[Records excerpted from a collection]
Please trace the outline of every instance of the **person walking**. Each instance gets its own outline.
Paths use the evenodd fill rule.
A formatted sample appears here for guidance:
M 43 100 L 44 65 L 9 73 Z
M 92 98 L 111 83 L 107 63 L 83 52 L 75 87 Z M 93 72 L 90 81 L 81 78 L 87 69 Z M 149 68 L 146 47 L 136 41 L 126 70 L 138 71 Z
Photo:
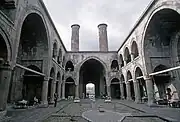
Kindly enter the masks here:
M 54 107 L 57 106 L 57 99 L 58 99 L 58 95 L 57 93 L 54 93 Z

- **DESCRIPTION OF THE TASK**
Please print the lines from the one holding "Paths use the evenodd fill rule." through the end of the records above, unchanged and with the pictures left out.

- **EXPECTED ANSWER**
Paths use the evenodd fill rule.
A formatted sample appears here for guidance:
M 43 100 L 44 65 L 9 73 Z
M 92 98 L 111 83 L 107 63 L 83 52 L 75 87 Z M 93 72 L 90 81 L 81 78 L 87 69 Z M 149 68 L 146 47 L 136 41 L 126 70 L 138 71 Z
Photo:
Kindly enter the masks here:
M 54 107 L 57 106 L 57 99 L 58 99 L 58 95 L 57 93 L 54 93 Z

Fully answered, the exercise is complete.